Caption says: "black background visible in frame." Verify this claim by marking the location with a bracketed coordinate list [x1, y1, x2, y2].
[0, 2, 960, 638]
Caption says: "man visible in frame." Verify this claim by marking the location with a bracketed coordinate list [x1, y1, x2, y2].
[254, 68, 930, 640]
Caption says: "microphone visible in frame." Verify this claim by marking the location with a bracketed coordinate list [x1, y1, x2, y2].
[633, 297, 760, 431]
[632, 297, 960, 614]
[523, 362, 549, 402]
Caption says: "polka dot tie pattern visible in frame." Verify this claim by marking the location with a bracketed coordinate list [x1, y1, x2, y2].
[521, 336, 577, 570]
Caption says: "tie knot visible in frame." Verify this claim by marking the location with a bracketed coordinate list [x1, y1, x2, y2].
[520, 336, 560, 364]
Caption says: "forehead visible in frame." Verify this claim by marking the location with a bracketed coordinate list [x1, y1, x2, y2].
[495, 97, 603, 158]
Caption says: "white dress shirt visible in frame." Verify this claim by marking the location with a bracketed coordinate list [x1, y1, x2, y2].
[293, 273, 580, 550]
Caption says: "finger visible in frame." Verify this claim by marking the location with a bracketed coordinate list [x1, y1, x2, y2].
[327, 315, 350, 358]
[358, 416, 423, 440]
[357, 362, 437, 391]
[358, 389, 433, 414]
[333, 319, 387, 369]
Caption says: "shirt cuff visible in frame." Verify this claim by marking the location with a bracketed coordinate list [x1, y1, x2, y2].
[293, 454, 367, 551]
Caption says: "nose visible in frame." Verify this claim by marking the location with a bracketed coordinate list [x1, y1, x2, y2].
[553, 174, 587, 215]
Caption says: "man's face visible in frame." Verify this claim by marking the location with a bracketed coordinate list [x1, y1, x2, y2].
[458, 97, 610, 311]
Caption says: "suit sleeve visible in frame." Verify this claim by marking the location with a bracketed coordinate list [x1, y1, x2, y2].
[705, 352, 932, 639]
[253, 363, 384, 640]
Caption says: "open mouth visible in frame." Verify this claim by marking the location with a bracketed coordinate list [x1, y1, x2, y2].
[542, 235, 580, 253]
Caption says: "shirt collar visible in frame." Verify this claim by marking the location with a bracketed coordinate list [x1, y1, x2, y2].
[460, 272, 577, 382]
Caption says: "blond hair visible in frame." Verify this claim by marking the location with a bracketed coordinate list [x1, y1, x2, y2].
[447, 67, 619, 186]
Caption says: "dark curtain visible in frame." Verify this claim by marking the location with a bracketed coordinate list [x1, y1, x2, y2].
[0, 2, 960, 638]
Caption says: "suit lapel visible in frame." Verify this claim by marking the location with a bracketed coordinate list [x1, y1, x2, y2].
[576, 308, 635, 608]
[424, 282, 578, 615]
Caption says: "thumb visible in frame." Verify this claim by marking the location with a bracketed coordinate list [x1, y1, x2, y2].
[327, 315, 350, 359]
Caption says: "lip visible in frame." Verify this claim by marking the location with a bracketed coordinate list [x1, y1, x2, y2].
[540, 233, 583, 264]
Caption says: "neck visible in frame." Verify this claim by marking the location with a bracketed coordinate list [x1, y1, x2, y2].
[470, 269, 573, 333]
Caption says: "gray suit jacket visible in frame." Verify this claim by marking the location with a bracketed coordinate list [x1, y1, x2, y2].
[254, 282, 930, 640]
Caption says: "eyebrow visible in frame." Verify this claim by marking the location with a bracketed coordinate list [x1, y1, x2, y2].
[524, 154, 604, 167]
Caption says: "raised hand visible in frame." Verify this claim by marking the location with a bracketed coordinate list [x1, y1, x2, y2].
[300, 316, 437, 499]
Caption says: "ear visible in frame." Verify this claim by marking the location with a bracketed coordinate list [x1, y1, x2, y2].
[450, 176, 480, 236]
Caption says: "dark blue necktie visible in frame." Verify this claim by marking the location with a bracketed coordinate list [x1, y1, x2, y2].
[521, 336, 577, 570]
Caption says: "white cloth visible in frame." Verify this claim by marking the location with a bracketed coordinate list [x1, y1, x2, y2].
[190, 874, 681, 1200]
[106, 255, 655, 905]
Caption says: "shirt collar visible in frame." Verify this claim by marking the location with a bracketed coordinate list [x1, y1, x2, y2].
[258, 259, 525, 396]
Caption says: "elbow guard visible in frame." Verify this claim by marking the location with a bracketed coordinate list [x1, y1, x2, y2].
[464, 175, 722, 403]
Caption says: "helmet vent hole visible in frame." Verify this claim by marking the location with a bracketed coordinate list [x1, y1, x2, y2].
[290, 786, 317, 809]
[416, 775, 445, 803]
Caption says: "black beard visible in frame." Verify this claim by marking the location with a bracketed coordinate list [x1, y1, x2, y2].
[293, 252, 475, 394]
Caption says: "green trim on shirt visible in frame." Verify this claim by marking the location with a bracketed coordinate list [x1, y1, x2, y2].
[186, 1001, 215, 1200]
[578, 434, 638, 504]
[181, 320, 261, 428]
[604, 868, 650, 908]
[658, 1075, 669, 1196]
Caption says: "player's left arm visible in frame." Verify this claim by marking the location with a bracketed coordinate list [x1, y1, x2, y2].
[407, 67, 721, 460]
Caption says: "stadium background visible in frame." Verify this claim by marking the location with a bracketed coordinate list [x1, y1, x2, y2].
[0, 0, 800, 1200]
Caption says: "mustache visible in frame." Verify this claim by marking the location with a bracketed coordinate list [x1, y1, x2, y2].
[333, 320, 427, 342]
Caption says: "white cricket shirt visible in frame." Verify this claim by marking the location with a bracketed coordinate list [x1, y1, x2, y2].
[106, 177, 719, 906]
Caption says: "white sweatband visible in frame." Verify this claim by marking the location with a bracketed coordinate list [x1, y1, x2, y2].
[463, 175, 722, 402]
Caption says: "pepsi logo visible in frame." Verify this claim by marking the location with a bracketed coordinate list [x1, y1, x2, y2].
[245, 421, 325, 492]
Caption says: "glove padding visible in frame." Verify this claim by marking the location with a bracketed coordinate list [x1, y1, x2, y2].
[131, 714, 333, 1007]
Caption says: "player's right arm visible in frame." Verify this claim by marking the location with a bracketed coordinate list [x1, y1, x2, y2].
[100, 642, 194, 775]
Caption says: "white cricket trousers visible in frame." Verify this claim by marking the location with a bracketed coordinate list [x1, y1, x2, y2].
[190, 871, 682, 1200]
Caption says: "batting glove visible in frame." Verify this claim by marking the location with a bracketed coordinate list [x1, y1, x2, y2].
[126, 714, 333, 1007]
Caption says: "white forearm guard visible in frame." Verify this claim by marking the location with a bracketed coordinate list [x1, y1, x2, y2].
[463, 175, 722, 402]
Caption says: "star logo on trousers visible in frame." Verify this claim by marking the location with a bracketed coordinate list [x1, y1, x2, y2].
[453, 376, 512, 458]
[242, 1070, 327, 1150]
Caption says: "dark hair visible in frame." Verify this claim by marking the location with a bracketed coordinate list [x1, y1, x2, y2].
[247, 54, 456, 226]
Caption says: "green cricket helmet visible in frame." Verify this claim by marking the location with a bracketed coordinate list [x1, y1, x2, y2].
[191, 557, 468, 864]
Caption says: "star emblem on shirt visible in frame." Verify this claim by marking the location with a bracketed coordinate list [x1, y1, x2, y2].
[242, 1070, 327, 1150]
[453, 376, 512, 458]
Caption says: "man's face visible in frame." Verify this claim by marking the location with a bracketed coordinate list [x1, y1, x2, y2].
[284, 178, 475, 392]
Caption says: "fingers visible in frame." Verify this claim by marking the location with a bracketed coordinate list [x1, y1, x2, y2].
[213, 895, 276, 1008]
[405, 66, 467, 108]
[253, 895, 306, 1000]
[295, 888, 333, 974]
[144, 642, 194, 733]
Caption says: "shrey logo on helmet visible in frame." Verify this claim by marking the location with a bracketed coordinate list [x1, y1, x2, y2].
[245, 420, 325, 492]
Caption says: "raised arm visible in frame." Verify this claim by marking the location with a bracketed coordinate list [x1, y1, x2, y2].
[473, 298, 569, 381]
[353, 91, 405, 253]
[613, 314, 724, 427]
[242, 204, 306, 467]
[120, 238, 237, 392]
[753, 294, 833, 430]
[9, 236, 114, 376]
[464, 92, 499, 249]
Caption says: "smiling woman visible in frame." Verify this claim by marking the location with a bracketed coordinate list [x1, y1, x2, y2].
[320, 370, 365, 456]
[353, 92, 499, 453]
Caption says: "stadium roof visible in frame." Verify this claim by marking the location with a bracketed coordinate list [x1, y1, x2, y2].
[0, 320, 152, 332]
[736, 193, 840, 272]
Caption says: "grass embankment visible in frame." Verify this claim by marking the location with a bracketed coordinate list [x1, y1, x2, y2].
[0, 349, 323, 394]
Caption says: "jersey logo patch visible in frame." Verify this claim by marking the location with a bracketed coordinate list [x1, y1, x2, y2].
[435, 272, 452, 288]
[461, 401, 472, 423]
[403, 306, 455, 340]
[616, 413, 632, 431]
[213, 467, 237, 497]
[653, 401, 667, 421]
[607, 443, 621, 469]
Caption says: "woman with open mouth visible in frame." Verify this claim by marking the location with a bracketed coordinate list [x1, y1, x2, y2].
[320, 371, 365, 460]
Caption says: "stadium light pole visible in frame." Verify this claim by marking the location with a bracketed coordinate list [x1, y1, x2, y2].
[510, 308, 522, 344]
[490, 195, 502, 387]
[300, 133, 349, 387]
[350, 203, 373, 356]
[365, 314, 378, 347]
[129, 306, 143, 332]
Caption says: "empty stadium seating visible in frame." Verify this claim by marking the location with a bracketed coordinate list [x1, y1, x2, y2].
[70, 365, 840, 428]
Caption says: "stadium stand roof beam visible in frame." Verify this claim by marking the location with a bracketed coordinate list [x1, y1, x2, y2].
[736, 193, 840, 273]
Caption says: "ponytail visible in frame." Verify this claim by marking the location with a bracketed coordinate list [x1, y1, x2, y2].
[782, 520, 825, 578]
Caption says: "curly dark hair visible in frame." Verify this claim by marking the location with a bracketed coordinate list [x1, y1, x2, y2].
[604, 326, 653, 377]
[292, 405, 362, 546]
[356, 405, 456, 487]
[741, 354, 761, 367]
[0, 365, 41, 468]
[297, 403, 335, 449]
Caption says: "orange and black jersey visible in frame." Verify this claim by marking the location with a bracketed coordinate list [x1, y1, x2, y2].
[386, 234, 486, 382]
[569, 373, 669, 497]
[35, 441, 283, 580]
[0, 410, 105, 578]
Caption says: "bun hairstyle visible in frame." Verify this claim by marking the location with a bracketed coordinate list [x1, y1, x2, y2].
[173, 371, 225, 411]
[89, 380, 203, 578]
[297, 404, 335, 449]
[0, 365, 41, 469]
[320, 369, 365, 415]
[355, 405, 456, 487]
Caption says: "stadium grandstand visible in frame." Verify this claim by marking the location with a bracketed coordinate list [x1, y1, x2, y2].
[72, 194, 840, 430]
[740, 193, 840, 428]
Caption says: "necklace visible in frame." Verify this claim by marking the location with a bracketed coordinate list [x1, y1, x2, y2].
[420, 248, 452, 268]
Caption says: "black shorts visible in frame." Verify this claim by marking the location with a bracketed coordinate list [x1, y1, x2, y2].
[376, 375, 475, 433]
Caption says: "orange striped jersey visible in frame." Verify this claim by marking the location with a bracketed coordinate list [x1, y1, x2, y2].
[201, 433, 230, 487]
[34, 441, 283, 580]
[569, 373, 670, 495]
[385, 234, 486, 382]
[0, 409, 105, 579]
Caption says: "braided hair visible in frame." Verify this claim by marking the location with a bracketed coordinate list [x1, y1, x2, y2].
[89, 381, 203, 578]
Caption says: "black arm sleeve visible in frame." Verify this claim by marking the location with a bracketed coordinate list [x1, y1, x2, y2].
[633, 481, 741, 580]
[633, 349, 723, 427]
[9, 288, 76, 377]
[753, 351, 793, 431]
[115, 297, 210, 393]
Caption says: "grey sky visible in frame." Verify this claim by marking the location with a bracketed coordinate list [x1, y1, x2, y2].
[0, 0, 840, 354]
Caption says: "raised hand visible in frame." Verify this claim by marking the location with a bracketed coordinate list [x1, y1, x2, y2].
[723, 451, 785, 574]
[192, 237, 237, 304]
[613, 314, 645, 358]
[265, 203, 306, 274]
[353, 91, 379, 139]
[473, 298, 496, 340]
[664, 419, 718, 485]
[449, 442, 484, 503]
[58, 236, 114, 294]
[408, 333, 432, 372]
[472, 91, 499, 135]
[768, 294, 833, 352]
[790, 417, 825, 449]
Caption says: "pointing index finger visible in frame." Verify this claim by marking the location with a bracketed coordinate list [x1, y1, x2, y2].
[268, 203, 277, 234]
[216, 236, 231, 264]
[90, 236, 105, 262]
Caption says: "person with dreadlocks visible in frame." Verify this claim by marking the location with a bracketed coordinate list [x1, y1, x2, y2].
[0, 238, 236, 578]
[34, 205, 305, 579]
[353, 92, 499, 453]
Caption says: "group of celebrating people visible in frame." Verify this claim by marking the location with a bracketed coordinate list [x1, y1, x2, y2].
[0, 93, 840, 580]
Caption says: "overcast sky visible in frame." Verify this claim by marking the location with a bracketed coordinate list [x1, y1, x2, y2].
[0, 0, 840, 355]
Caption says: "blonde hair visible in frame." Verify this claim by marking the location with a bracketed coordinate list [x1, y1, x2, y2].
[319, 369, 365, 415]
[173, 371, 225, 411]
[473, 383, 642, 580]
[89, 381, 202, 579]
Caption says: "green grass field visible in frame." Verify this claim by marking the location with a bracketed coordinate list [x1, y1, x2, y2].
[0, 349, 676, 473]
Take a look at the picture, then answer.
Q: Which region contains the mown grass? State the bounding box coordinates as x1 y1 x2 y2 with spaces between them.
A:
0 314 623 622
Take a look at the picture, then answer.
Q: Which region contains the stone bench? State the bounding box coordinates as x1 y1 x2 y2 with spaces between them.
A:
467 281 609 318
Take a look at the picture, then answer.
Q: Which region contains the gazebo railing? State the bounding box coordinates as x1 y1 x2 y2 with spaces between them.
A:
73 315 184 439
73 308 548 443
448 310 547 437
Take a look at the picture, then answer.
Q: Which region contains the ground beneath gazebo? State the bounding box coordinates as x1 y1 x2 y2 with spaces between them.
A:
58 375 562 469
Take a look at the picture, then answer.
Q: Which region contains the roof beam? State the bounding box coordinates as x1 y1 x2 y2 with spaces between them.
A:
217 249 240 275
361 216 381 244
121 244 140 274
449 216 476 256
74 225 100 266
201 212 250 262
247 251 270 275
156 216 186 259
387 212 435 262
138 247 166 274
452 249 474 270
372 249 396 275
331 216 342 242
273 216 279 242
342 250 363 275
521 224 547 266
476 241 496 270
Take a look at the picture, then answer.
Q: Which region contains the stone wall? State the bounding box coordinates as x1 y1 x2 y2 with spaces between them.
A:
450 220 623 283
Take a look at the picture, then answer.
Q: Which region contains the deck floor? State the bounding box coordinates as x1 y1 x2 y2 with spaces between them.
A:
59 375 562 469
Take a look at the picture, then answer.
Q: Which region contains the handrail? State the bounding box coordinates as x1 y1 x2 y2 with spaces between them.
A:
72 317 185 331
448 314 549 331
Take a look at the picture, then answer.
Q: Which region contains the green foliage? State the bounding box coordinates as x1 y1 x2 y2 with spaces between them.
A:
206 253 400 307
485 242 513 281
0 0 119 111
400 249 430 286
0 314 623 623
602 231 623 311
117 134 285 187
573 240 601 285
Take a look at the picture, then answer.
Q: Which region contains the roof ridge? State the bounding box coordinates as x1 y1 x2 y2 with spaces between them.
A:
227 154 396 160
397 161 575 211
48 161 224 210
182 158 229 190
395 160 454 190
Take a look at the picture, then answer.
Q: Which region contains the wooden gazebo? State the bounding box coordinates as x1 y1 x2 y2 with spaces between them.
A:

▬▬▬▬▬▬▬▬▬▬

TASK DIRECTIONS:
Return verbatim the lines of the items above from the one containing "blue necktie visible" through the one containing "[106, 177, 719, 906]", including both end lines.

SOLUTION TO THIS TASK:
Caption says: "dark blue necktie visible in frame." Verify this claim by marking the location with a bracketed coordinate list [x1, y1, x2, y2].
[521, 336, 577, 570]
Caption says: "white cloth visible in frame." Verify this claim by marking the location with a bracketed coordinate list [x1, y1, x2, y2].
[190, 874, 681, 1200]
[106, 255, 655, 905]
Caption says: "shirt collar visible in frame." Verify this claim by marking the location with a bracketed coordinate list [x1, y1, x2, y2].
[258, 259, 525, 396]
Caption says: "elbow guard visible in frame." Verify this claim by marking the location with a bracketed coordinate list [x1, y1, x2, y2].
[464, 175, 722, 403]
Caption says: "helmet vent hole visible in frame." Verify this claim by marking the location with a bracketed coordinate list [x1, y1, x2, y2].
[290, 786, 317, 809]
[416, 775, 445, 803]
Caption says: "black beard visible in frame." Verify this claim by marking the location with a bracketed coordinate list [x1, y1, x2, y2].
[293, 252, 475, 394]
Caption says: "green trim on shirt visible in frame." Verify this claim by marking the location with a bracketed coordinate list [x1, y1, x2, y2].
[186, 1001, 215, 1200]
[578, 434, 638, 504]
[181, 320, 261, 428]
[604, 868, 650, 908]
[658, 1075, 669, 1196]
Caption says: "player's left arm visible in frame." Verify this claim by marking the location with a bracketed coordinate list [x1, y1, x2, y2].
[407, 67, 721, 460]
Caption says: "stadium background visible in frame." Verify this claim by marking the location with a bracketed coordinate list [x1, y1, x2, y2].
[0, 0, 800, 1200]
Caption says: "mustache visible in frame." Verify this claim by marking the location with a bracketed coordinate list [x1, y1, x2, y2].
[333, 320, 427, 342]
Caption says: "white cricket shirt visible in frame." Verify this claim by marking the location with a bracketed coordinate list [x1, y1, x2, y2].
[106, 177, 719, 906]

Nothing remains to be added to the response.